(Natural-language object grounding data)
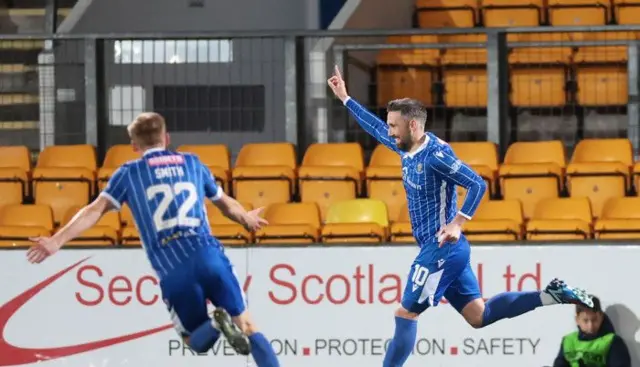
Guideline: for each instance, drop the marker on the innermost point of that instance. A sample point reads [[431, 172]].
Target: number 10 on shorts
[[419, 277]]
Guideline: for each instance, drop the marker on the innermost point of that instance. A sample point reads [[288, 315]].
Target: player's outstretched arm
[[86, 218], [369, 122], [233, 210], [456, 172]]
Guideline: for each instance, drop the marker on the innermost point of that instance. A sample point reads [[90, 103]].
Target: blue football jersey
[[430, 175], [165, 191]]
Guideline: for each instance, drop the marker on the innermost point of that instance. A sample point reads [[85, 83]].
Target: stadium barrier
[[321, 306], [480, 84]]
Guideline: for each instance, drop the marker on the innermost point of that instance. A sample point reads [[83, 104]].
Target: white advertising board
[[320, 306]]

> _PROBLEM STATEMENT_
Your task is to write out the lines from the one with "Target: number 10 on shorts" through the end of the records, exactly and with nothing added.

> _RESPONSE_
Target: number 10 on shorts
[[419, 277]]
Guideline: for each instance, drop the marker on the innermost point of that instance. A sample point reads [[288, 315]].
Target: player's outstretched arm
[[86, 218], [369, 122], [233, 210], [456, 172]]
Guideline: for each instance, drop the marker on the innermost point of that instance. A sample point reads [[90, 103]].
Target: blue football jersey
[[430, 175], [165, 191]]
Guideline: for each instance, drop the marker on the innermost point of that instance. A sample point reads [[85, 83]].
Target: stadium barrier
[[321, 306], [480, 84]]
Guideline: for each instance, drop the marker on the innermost point of that instance. A sample point reads [[83, 104]].
Target: white advertising board
[[320, 306]]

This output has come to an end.